El positivista Taine se ve forzado a reconocer estos efectos del Cristianismo. En la Revue des Deux-Mondes, de 1 de junio de 1892, escribía las siguientes palabras: “Hoy, después de dieciocho siglos, en ambos continentes... el Cristianismo obra como en otra época en los artesanos de Galilea, y del mismo modo, hasta substituir al amor de sí mismo, al amor del prójimo: ni su substancia, ni su empleo han cambiado. Bajo una envoltura griega o católica, es todavía para cuatrocientos millones de criaturas humanas el órgano espiritual, el gran par de alas imprescindible para elevar al hombre por encima de sí mismo, por encima de su vida rastrera y de sus horizontes limitados; para conducirlo, a través de la paciencia, de la resignación y de la esperanza, hasta la serenidad; para llevarlo más allá de la templanza de la pureza y de la bondad, hasta la abnegación y el sacrificio.

“Siempre y en todas partes, durante mil ochocientos años, tan pronto como estas alas se fatigan o quebrantan, las costumbres públicas y privadas se degradan. En Italia, durante el Renacimiento; en Inglaterra, bajo la Restauración; en Francia, bajo la Convención y el Directorio, se ha visto al hombre hacerse pagano, como en el primer siglo, e inmediatamente, se le ha visto como en los tiempos de Augusto y de Tiberio, es decir, sensual y duro, abusando de los demás y de sí mismo. El egoísmo brutal y calculador volvió a prevalecer: la crueldad y la sensualidad se entronizaron en los corazones, y la sociedad se convirtió en un degolladero y en un prostíbulo. Cuando se ha dado este espectáculo y se ha visto de cerca se puede valorar lo que ha traído el Cristianismo, a nuestras sociedades modernas, lo que ha introducido de pudor, de dulzura y de humanidad, lo que ha mantenido de honradez, de buena fe y de justicia. Ni la razón filosófica, ni la cultura artística y literaria, ni siquiera el honor feudal, militar y caballeresco; ningún código, ninguna administración, ningún gobierno basta para suplirlos en este servicio.

”Nada hay fuera de él capaz de sostenernos en nuestra pendiente natural, y de detener el deslizamiento insensible con que, incesantemente y con todo su peso original, nuestra raza retrograda hacia los bajos fondos”.

Tales son las confesiones del hombre que ha estudiado la historia a la luz de los hechos. Después de esto, ¿qué deberemos pensar de las mentiras de los masones que quieren aniquilar el Cristianismo para implantar, dicen ellos, el progreso y la virtud? Su audacia puede equipararse a su hipocresía.

**Consigna A**
Según el texto sobre Taine y el Cristianismo, ¿en qué publicación y en qué fecha escribió Taine las palabras citadas?
**Consigna B**
Reproduzca fielmente el pasaje del texto sobre Taine y el Cristianismo que va desde “Tales son las” hasta “a su hipocresía.”.

**Extractos de entradas**
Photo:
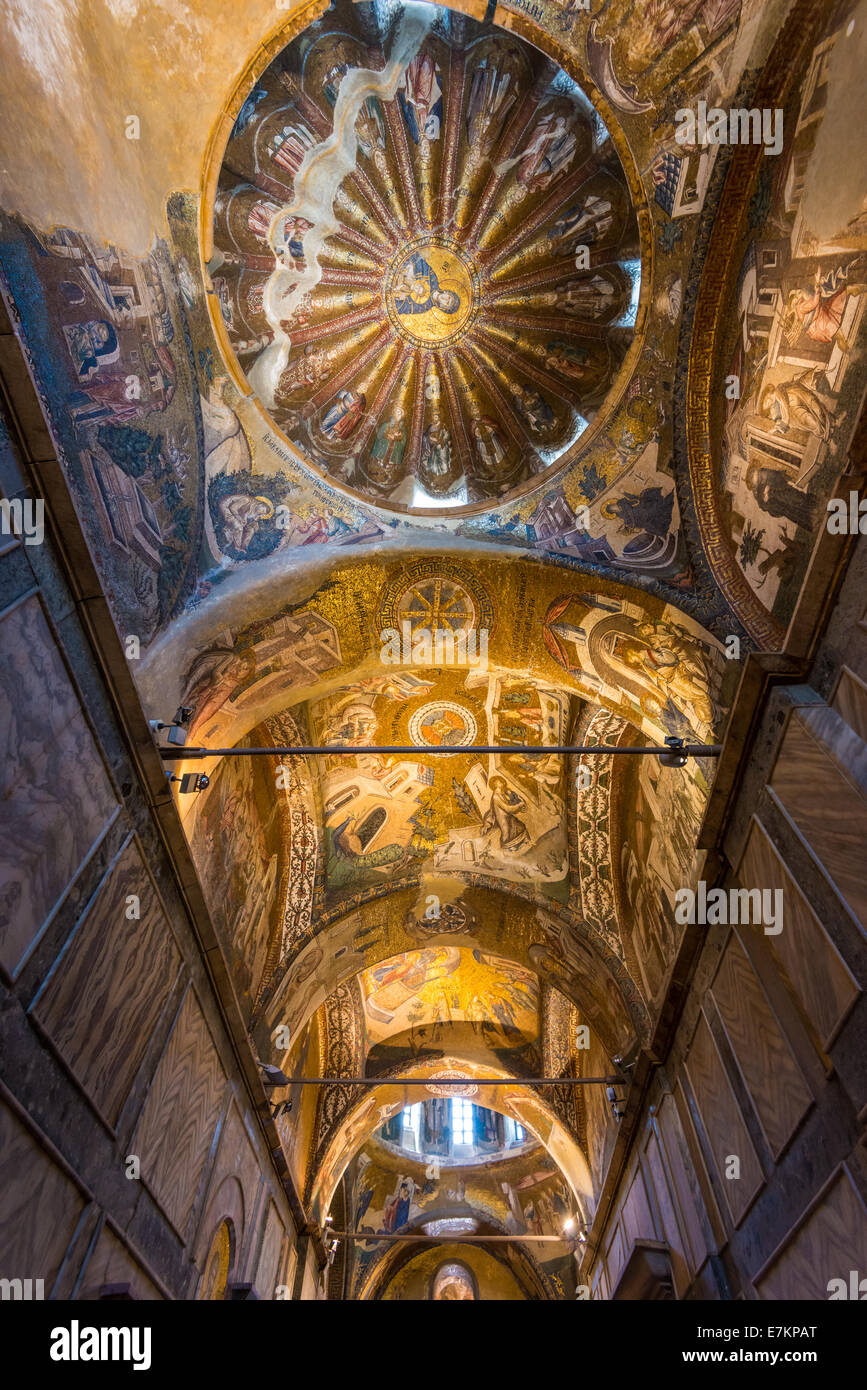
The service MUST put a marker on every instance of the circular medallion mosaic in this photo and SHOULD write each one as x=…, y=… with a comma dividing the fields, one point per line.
x=434, y=299
x=442, y=724
x=432, y=293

**Respuesta final A**
En la Revue des Deux-Mondes, el 1 de junio de 1892.

**Respuesta final B**
Tales son las confesiones del hombre que ha estudiado la historia a la luz de los hechos. Después de esto, ¿qué deberemos pensar de las mentiras de los masones que quieren aniquilar el Cristianismo para implantar, dicen ellos, el progreso y la virtud? Su audacia puede equipararse a su hipocresía.